Problem:
In the forum post below, what does the writer do to get the credit card company's page to display in Linux with Firefox?

Document passage:
↓↓↓
View Single Post
Posts: 466 | Thanked: 418 times | Joined on Jan 2010
#16
There is a 'proper' way to fix this. Instead of changing banks, give them a reason for thinking that you should change banks.

Let them know so that they can tell their IT guy that he shouldn't be sitting on his arse and using crap technology (let's face it, that's what IE specific code is) and use standards.

Let them know that when they use normal web standards, they will be able to instantly support mobile banking, and a more universal online experience, and probably get rid of possible security problems as well.

Security is the big kicker.

The sad thing is, one of the companies that I do my credit card through will NOT display in Linux / Firefox (I refuse to log into windows to do any online banking.)

The way around it.... DISABLE FLASH! I have Flashblock installed, and it then just makes certain sections of the page have the play button. If I don't have flashblock enabled, I get the normal page as it's loading, but if it gets to finish, it ends up blank. I can only think that somewhere on the page it tries to do some weird overlay that firefox in Linux won't allow (I haven't tested the Windows version of Firefox for the above reason.)
↑↑↑
Entries shown:
↓↓↓
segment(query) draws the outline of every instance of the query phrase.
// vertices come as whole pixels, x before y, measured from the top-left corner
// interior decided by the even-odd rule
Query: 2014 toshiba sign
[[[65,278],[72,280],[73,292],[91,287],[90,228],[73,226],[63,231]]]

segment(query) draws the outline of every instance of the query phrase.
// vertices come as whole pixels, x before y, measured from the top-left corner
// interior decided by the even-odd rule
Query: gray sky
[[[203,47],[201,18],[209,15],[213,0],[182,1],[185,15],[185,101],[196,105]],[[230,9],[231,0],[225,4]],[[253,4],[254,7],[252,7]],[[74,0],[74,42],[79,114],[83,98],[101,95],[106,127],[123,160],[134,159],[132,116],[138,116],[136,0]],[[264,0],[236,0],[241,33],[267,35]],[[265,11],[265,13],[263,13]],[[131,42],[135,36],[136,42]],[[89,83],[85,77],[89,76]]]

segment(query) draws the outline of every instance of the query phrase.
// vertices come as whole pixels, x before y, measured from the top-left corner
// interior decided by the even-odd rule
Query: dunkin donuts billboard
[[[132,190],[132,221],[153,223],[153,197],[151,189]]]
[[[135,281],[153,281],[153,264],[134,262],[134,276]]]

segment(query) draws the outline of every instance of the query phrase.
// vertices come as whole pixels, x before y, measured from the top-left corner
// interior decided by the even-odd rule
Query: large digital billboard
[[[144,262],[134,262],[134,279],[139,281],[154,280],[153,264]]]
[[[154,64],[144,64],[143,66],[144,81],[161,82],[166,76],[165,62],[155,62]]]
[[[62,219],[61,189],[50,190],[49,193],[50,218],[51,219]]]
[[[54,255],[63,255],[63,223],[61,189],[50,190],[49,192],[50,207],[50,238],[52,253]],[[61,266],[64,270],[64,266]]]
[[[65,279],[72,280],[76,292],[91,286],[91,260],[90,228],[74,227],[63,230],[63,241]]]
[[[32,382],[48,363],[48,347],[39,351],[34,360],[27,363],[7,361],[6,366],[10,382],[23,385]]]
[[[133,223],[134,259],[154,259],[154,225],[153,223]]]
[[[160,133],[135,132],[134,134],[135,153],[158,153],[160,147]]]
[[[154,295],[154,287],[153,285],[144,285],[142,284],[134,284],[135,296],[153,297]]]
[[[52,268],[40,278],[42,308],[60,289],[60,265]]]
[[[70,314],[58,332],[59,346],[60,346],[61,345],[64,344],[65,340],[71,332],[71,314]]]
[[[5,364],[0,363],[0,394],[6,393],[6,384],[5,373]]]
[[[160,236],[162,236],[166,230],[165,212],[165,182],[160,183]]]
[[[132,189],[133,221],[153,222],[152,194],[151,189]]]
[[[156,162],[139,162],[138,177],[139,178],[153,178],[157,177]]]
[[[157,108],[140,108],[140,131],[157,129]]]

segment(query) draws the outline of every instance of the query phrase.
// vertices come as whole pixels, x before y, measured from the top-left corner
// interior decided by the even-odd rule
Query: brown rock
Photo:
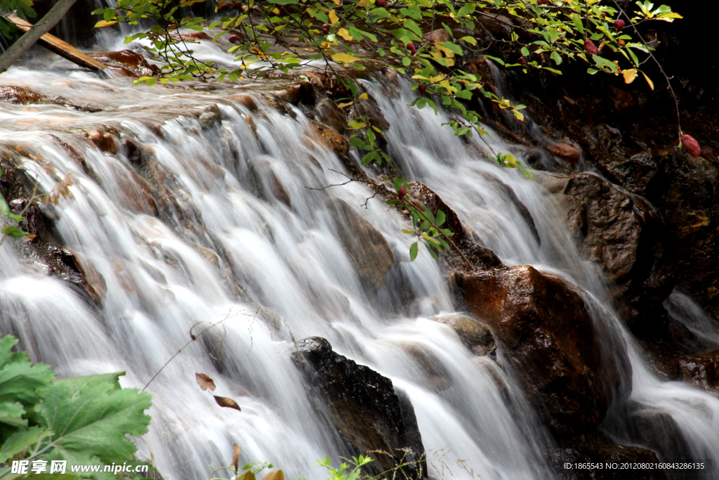
[[[329,149],[339,155],[344,155],[349,153],[349,143],[339,133],[331,128],[314,120],[310,120],[310,124],[314,127],[313,137],[325,145]]]
[[[486,322],[513,362],[520,384],[551,430],[562,435],[601,422],[621,383],[582,296],[531,266],[465,274],[460,288],[472,314]]]
[[[293,358],[308,387],[321,399],[352,455],[373,458],[369,466],[377,472],[394,468],[403,458],[420,459],[424,447],[414,409],[406,396],[395,391],[392,381],[334,353],[324,338],[306,338],[296,347]],[[406,473],[413,479],[418,476],[417,468]]]
[[[365,281],[375,289],[385,284],[385,275],[395,263],[387,240],[372,224],[344,200],[327,201],[342,245]]]
[[[452,328],[462,343],[477,356],[493,355],[497,350],[492,332],[485,324],[464,315],[433,317],[431,320]]]
[[[684,380],[719,392],[719,350],[679,357],[678,361]]]
[[[674,288],[661,218],[643,197],[590,173],[537,176],[567,208],[585,255],[611,282],[620,317],[641,338],[666,334],[661,304]]]
[[[567,142],[558,142],[546,148],[551,154],[562,158],[565,162],[574,165],[580,160],[582,152],[580,149]]]

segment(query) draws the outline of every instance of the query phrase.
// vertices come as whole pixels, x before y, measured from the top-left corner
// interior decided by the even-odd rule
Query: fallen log
[[[74,0],[70,0],[70,1],[74,3]],[[59,4],[60,2],[58,2],[56,6]],[[70,4],[72,5],[72,3]],[[53,9],[55,7],[53,7]],[[68,6],[68,8],[69,9],[70,6]],[[40,45],[45,47],[53,53],[56,53],[63,58],[66,58],[70,62],[73,62],[76,65],[79,65],[81,67],[98,71],[107,68],[107,65],[104,63],[99,62],[92,57],[80,52],[67,42],[63,42],[55,35],[46,33],[48,30],[52,28],[52,27],[54,27],[60,19],[62,19],[65,12],[67,12],[67,9],[62,12],[62,15],[60,15],[59,18],[58,18],[54,23],[52,23],[52,19],[46,19],[47,17],[52,13],[52,9],[51,9],[50,12],[47,12],[47,14],[43,17],[42,19],[41,19],[40,21],[35,25],[32,25],[32,24],[23,20],[14,14],[6,16],[5,18],[15,24],[15,25],[17,26],[18,30],[21,32],[24,32],[24,35],[15,42],[15,43],[11,45],[10,48],[9,48],[4,54],[0,56],[0,73],[7,70],[10,65],[19,58],[20,56],[24,53],[25,51],[27,51],[27,49],[29,48],[36,41]],[[51,23],[52,24],[50,24]],[[42,28],[38,28],[41,24],[42,25]],[[32,37],[28,37],[25,40],[29,35],[37,36],[42,32],[42,30],[45,31],[45,33],[39,38],[33,40]],[[9,55],[8,58],[5,58],[6,55],[11,53],[11,49],[12,49],[13,47],[21,42],[22,44],[19,45],[19,47],[15,49],[17,51],[13,53],[14,55]]]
↑↑↑
Answer to this task:
The writer disables Flash by having Flashblock installed.